*** Material to process ***

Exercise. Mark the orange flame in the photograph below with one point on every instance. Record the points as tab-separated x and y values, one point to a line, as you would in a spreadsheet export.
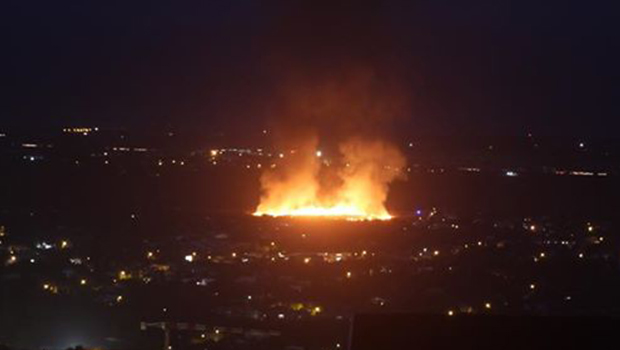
353	187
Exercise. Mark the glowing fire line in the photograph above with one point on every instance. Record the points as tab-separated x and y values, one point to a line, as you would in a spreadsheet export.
340	211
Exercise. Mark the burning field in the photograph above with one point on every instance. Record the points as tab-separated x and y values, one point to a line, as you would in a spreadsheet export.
354	185
351	178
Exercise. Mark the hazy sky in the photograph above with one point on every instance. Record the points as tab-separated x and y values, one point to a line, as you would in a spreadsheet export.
471	66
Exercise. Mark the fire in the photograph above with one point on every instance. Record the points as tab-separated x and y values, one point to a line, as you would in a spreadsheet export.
354	186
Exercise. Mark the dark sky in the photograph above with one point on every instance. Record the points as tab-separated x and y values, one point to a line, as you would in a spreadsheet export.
470	66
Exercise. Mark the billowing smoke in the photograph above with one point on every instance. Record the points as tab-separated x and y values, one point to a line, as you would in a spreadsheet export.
336	159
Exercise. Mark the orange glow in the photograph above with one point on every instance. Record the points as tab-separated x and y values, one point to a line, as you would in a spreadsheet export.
352	187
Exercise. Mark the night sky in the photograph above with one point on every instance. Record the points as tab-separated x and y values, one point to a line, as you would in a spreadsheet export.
503	67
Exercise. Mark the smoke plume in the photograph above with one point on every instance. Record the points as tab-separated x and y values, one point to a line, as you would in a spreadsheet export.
336	159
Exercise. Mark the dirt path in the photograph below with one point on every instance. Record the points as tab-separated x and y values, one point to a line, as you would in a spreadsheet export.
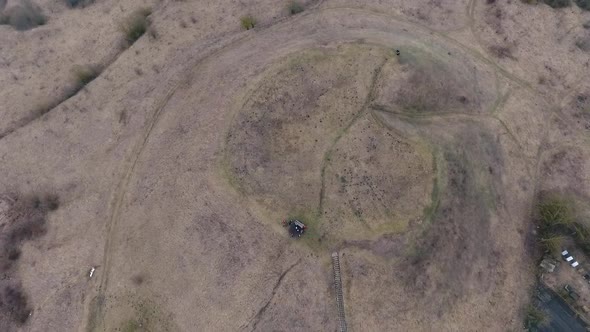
336	25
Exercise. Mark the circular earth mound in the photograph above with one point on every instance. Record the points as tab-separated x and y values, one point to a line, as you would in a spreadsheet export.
305	144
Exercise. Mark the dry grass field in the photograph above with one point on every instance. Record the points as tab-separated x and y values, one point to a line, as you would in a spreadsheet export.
162	142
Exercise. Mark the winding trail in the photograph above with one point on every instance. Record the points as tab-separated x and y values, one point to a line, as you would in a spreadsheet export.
316	13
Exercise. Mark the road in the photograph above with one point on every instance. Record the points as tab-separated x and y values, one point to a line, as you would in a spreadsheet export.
562	318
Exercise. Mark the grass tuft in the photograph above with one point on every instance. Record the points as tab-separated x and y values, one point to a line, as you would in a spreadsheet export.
135	25
85	74
78	3
295	7
558	3
248	22
24	16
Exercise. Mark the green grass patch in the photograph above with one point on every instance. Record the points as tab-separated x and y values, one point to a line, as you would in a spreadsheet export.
24	15
437	187
248	22
535	318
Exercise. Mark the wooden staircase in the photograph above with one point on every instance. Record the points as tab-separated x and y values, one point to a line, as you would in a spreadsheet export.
338	290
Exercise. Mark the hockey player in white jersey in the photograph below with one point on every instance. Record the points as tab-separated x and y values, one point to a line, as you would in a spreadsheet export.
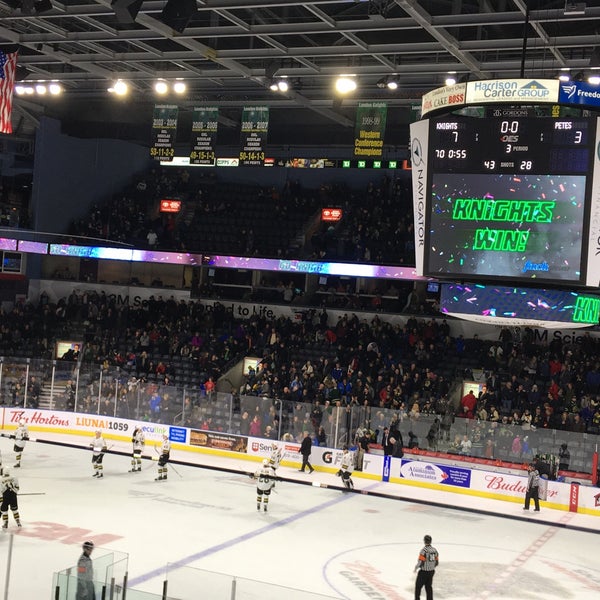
275	457
9	486
265	482
138	439
21	437
98	447
346	469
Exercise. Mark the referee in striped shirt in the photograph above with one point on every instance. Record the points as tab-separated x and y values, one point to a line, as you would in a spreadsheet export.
428	561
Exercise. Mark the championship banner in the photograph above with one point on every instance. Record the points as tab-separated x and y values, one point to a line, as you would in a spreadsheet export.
370	129
204	133
8	66
164	132
255	124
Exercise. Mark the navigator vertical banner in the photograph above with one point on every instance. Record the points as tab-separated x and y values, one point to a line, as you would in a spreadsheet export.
592	276
370	129
204	134
164	132
255	125
419	143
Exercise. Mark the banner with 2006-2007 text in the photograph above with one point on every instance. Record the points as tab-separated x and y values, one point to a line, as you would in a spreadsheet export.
370	129
164	132
204	133
255	125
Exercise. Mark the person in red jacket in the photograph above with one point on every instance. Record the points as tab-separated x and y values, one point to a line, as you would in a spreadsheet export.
468	405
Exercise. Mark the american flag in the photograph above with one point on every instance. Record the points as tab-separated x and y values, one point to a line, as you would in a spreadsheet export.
8	66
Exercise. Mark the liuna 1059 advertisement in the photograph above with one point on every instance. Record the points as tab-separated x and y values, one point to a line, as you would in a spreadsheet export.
510	226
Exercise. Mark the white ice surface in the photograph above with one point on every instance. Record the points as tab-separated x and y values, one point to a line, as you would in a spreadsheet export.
313	538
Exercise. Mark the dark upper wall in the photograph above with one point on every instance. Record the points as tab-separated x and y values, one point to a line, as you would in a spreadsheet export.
70	174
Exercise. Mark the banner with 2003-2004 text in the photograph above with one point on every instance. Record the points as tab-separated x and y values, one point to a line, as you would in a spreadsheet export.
204	133
255	125
164	132
370	129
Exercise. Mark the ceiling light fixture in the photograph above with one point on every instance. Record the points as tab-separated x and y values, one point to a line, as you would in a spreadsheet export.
161	87
179	87
120	88
345	84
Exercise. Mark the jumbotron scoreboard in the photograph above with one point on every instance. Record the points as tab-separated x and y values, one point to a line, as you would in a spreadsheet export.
507	195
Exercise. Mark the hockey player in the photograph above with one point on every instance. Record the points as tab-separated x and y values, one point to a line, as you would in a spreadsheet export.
163	459
139	441
21	437
265	482
85	574
9	486
346	469
275	458
98	447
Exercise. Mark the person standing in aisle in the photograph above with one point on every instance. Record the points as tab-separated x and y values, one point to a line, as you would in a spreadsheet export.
85	574
98	447
265	482
346	468
138	439
9	486
21	437
275	458
426	565
163	459
533	488
305	450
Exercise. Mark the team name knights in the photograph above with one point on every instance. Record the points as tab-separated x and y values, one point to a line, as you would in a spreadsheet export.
513	211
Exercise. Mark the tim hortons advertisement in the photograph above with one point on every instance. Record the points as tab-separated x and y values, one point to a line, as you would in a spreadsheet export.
52	421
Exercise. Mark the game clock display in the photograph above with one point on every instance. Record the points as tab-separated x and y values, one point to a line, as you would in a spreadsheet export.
507	197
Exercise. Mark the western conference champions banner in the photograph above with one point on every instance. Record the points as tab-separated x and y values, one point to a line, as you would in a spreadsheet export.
255	125
204	134
370	129
164	131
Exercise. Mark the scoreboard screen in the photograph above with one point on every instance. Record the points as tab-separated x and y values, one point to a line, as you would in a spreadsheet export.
506	197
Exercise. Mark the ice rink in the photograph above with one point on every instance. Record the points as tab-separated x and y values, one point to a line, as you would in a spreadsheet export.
340	545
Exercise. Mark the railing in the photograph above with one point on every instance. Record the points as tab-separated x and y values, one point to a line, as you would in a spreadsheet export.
114	392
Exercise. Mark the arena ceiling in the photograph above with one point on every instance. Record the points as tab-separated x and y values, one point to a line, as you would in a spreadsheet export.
228	51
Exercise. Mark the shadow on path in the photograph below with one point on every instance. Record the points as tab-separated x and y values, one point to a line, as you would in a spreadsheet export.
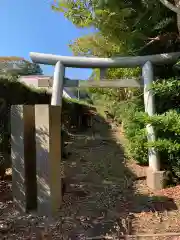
101	197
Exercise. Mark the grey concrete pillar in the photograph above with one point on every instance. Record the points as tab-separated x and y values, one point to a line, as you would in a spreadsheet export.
23	157
48	158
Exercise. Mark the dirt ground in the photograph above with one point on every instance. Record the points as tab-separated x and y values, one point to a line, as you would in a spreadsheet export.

*** End of Material to process ***

:: What to work on ::
The full data, repeated exactly and stripped of its pictures, is the expected answer.

:: Solution to the exercise ::
Exercise. Mark the orange flame in the photograph below with one point on every instance. Record the points as tab-separated x and y values, one point to a line, as you would in a spreadsheet export.
353	187
Exercise. Mark the glowing fire line in the photograph above with one point on every instance. Record the points as tab-separated x and y values, one point to a line, as you would in a spreadsheet export.
340	211
Exercise. Mark the burning field in the photograph above with one point on every instance. Record the points as tab-separated x and y values, one point to a line, as you would in a spreadsheet export.
354	185
351	178
Exercise. Mark the hazy sky in the photograph above with one point on every instance. Record the points as tab-separated x and y values, one point to a line, as you would in a spreadsheet export.
471	66
Exercise. Mark the fire in the photograph above with one point on every instance. Record the points as tab-separated x and y values, one point to a line, as you would in a spreadsheet export.
354	186
Exercise. Mark the dark sky in the photograph above with one point on every instance. Record the points as tab-separated x and y values, one point to a line, as you would in a spreadsheet export.
470	66
Exercise. Mark the billowing smoke in the photograph above with one point on every instance. Record the points as tab-separated x and y values, one point to a line, as you would in a spreadsheet export.
336	159
Exercise. Mark the orange glow in the photograph above with one point on every instance. Record the points as tab-separated x and y values, one point to a line, as you would in a spreadsheet export.
352	187
Exercise. Mark the night sky in the photograph above with one point on every instance. Record the points as tab-separated x and y values, one point to a line, as you would in a spreadsheet export.
503	67
Exercise. Mark the smoke plume in the photograph above with one point on every instance. Record the points as tab-separated x and y values, one point to a line, as you would in a spreadsheet export.
336	159
Exercise. Mark the dirt path in the photograph below with one point on every instance. Record the points as tab-separated x and y values, one point to a line, as you would in a spreadsheet export.
336	25
Exercise. Mark the circular earth mound in the photograph above with one point on every instance. Record the points as tab-separated x and y values, one point to a line, as you would in a spreadsheet export.
305	144
Exercise. Mark the dry grass field in the photograph above with one point on every instance. Record the points as tab-separated x and y values, one point to a line, as you would in a spreadsheet export.
162	142
Exercise. Mark the winding trail in the photograph above with one point on every instance. Record the points as tab-separated x and y values, one point to a line, as you would in a spreadsheet export.
316	13
Exercise. Mark the road in the photograph above with one point on every instance. Record the points as tab-separated x and y values, one point to a line, as you would in a spreadsheet export.
562	318
Exercise. Mark the grass tuft in the photograph above with one point on every instance. Record the points as tab-separated x and y values, one point to a line, as you would in a spreadsheet export.
135	25
85	74
78	3
295	7
558	3
248	22
24	16
Exercise. Mark the green grass patch in the photograph above with one point on every instance. Record the points as tab-separated x and y values, one point to a line, as you would in a spreadsheet export.
24	15
437	187
248	22
535	318
Exercise. Mark the wooden staircase in the photograph above with one point on every instance. Record the points as tab-separated x and y values, one point to a line, as you would in a spreadsheet export.
338	290
Exercise. Mark the hockey player in white jersey in the photograph below with one point on every instance. Record the points as tab-separated x and y values, one point to a line, as you would in a spreadsheet export.
275	457
9	486
265	482
138	439
21	437
98	447
346	469
Exercise. Mark the referee in striped shirt in the photograph above with one point on every instance. Record the points as tab-separated x and y values, one point to a line, as you would in a spreadsheet export.
428	561
Exercise. Mark the championship banner in the photograph above with one point on every instance. Record the points as tab-separated x and y values, one point to a line, as you would in a spreadsheet export.
370	129
204	133
8	66
164	132
255	124
Exercise. Mark the navigator vertical banner in the photograph above with one point on every instance. Record the points as tab-separated x and y values, one point to a line, as you would in a spreadsheet export.
592	276
370	129
204	134
164	132
255	125
419	143
Exercise. Mark the banner with 2006-2007 text in the photograph above with one point on every instance. Record the points as tab-separated x and y values, one point to a line, as you would in a spreadsheet export.
370	129
164	132
204	133
255	125
Exercise. Mark the person in red jacket in the photograph above with one point on every instance. Record the points as tab-separated x and y values, one point to a line, as you would in a spreadsheet export.
468	405
Exercise. Mark the american flag in the photograph above with one point on every instance. Record the points as tab-separated x and y values, one point to a line, as you would in a spreadsheet export.
8	66
Exercise. Mark the liuna 1059 advertisement in the photograph above with one point on every instance. Record the points as tab-separated x and y values, one point to a line, as you would in a spreadsheet export.
510	226
Exercise. Mark the white ice surface in the photograph above with one point on every instance. Record the points as tab-separated x and y values, one point to a line, as you would in a spreadsheet export.
313	538
Exercise. Mark the dark upper wall in the photograph above with one point on every instance. Record the points as tab-separated x and y values, one point to a line, as you would in a spreadsheet export.
70	174
Exercise. Mark the banner with 2003-2004 text in the photograph above with one point on every instance. Record the points as tab-separated x and y values, one point to a line, as you would in a spreadsheet export.
204	133
255	125
164	132
370	129
Exercise. Mark the ceiling light fixture in the photograph above with one point on every instance. Record the points as tab-separated x and y values, one point to a line, as you would in a spreadsheet export.
161	87
179	87
120	88
345	84
Exercise. Mark the jumbotron scoreboard in the photograph above with one point on every instance. Record the points as tab-separated x and y values, one point to a line, as you would in a spreadsheet export.
507	195
Exercise. Mark the hockey player in the photograph above with one point on every instance. Record the points as tab-separated x and y values, one point to a line, as you would in a spreadsheet export.
163	459
139	441
21	437
265	482
85	574
9	486
346	469
275	458
98	447
Exercise. Mark the person standing in aisle in the photograph above with one point on every instance. Record the points as tab-separated x and y values, one point to a line, as you would in a spreadsheet export.
85	574
98	447
265	482
346	468
138	439
9	486
21	437
275	458
426	565
163	459
533	488
305	450
Exercise. Mark the team name knights in the photograph above with one point on every instance. Record the points as tab-separated x and y values, one point to a line, as you would in a spreadsheet export.
513	211
Exercise. Mark the tim hortons advertisement in the photograph above with one point on every instance. Record the points as tab-separated x and y values, one point to a line, as you would in a spreadsheet export.
52	421
Exercise. Mark the game clock display in the photograph above with one point on every instance. Record the points as tab-separated x and y values, one point to a line, as you would in a spreadsheet export.
507	197
Exercise. Mark the western conference champions banner in the photograph above with one point on every instance. Record the points as tab-separated x and y values, one point to a line, as you would in a spreadsheet export.
255	125
204	134
370	129
164	131
Exercise. Mark the scoreboard screen in the photograph above with one point on every instance. Record the points as tab-separated x and y values, one point to a line, as you would in a spreadsheet export.
506	197
Exercise. Mark the ice rink in the photograph above with one point on every instance. Record the points as tab-separated x and y values, one point to a line, as you would in a spreadsheet export.
340	545
Exercise. Mark the railing in the photograph above with one point on every instance. Record the points as tab-separated x and y values, one point to a line, as you would in a spreadsheet export.
114	392
Exercise. Mark the arena ceiling in the photograph above with one point on every instance. Record the points as tab-separated x and y values, one point to a line, as you would in a spreadsheet export.
228	51
Exercise. Mark the shadow on path in the photograph below with one point on every instance. Record the points as tab-separated x and y values, one point to a line, as you would in a spreadsheet export.
101	197
Exercise. Mark the grey concrete pillar in the photograph above with one point on every instance. Record the points as tab-separated x and y values, one point to a line, as you would in a spreadsheet export.
23	157
48	158
Exercise. Mark the dirt ground in the photograph above with one point on every instance. Record the points as tab-separated x and y values, one point to a line, as you would in a spreadsheet export.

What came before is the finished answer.